*WORK ORDER*. Every line of the material is to be set down again without any change.

*INPUT FOR THIS TASK*.
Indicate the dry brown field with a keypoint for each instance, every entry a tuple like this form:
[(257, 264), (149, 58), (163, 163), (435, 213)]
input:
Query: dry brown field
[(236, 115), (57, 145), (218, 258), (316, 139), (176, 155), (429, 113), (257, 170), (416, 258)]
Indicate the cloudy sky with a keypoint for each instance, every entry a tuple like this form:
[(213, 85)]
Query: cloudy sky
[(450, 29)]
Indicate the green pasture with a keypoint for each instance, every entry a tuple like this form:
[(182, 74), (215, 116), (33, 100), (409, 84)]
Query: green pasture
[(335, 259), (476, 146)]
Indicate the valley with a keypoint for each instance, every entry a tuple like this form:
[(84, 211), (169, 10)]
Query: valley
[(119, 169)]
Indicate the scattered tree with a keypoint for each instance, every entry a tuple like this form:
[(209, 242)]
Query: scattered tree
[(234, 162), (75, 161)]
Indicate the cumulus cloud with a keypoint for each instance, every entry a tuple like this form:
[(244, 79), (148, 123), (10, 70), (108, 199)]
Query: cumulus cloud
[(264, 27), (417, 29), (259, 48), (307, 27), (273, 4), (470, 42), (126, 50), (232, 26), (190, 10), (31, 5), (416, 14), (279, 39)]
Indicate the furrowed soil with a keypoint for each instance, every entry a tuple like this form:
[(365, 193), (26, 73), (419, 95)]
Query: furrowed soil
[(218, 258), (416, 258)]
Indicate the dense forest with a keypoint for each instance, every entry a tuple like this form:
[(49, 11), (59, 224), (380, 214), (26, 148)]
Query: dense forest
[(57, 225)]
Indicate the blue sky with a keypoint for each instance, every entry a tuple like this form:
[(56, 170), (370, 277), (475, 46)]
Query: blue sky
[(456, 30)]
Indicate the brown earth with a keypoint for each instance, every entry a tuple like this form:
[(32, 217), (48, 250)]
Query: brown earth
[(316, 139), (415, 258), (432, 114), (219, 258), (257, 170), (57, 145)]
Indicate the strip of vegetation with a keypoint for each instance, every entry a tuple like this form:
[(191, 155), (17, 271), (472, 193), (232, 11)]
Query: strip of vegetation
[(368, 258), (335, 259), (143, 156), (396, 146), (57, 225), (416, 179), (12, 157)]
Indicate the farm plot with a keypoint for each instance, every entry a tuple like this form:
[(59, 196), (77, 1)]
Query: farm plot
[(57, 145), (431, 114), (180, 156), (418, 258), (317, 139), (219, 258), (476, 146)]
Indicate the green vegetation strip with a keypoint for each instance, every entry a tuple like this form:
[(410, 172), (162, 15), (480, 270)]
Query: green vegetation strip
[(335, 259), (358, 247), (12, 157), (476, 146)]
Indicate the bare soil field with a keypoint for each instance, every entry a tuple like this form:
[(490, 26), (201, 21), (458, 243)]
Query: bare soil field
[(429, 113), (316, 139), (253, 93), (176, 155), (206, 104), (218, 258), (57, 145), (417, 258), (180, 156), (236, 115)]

*TASK ANSWER*.
Indicate the dry brown field with a keypoint for each instance, every entry a tuple like this form:
[(257, 264), (149, 58), (163, 163), (435, 213)]
input:
Query: dry brown field
[(236, 115), (57, 145), (218, 258), (316, 139), (176, 155), (429, 113), (257, 170), (416, 258)]
Indicate the cloudy sky with a keypoint for each instance, every entry a tuple like this form:
[(213, 85)]
Query: cloudy sky
[(450, 29)]
Indicate the green pasture with a keypoint for each instance, every entry a tuple like this form:
[(182, 74), (215, 116), (33, 100), (409, 84)]
Query: green pasture
[(335, 259), (476, 146)]
Indicate the valley with a keypoint for each instance, every entry a tuple like this form:
[(84, 211), (169, 10)]
Query: valley
[(119, 169)]
Indicate the scattered tree with a keypoint for each instance, every entry a tuple like this form:
[(209, 242)]
Query: scattered tree
[(234, 162), (75, 161)]
Indicate the cumulus cloud with a keypoint for each instance, every entry a tuple like this form:
[(244, 79), (148, 123), (10, 70), (108, 199)]
Query: cumulus cloud
[(264, 27), (417, 29), (259, 48), (307, 27), (273, 4), (470, 42), (126, 50), (232, 26), (190, 10), (31, 5), (416, 14), (279, 39)]
Indicate the furrowed soil with a keypoint for each instance, every entry a tuple like this form:
[(365, 193), (26, 73), (419, 95)]
Query: furrowed soil
[(218, 258), (416, 258)]
Indicate the dense forest with a keypoint for each instance, every entry a tuple like this form:
[(49, 11), (59, 224), (380, 214), (26, 148)]
Query: dense forest
[(57, 225)]
Indicate the blue sky with a keypoint for each instance, every entry a tuple like this form:
[(56, 170), (370, 277), (475, 46)]
Query: blue sky
[(456, 30)]
Indicate the brown earth with a keypoint for each instance, every entry a tuple like this form:
[(32, 217), (48, 250)]
Query: brown earth
[(316, 139), (415, 258), (432, 114), (219, 258), (257, 170), (57, 145)]
Indicate the strip of vegetation with a keypoint for each instance, every entry a tuple like this form:
[(191, 155), (17, 271), (472, 193), (232, 11)]
Query: strip of vegetation
[(368, 258), (335, 259), (143, 156), (396, 146), (57, 225), (416, 179), (12, 157)]
Indicate the farm plot with a keypoint for each instance, every entry a tuple like this form:
[(59, 196), (77, 1)]
Query: farm plot
[(57, 145), (431, 114), (180, 156), (418, 258), (317, 139), (219, 258), (476, 146)]
Indicate the green vegetation strip with a keypoint for each instance, every entry a tuple like this form:
[(410, 172), (162, 15), (480, 270)]
Query: green vegetation strip
[(335, 259), (358, 247), (12, 157), (476, 146)]
Indicate the bare soil field with a keypoint for each instance, every entry a tuple like this form:
[(490, 26), (201, 21), (458, 243)]
Query: bare soil field
[(429, 113), (316, 139), (253, 93), (176, 155), (206, 104), (218, 258), (57, 145), (417, 258), (180, 156), (236, 115)]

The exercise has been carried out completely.